● EXERCISE PROMPT:
Repeat each record exactly as written, and drop any images.
################
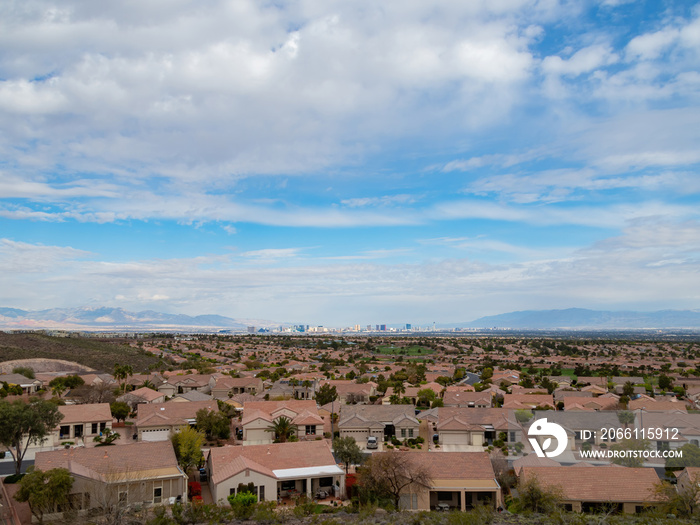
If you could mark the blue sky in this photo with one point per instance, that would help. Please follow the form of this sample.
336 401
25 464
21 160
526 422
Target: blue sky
################
● RESULT OF THE EXERCISE:
If you could mark the blue sky in this photo with one point per instance, that would help. Please follow the form of this sample.
336 401
25 464
21 160
526 422
Target: blue sky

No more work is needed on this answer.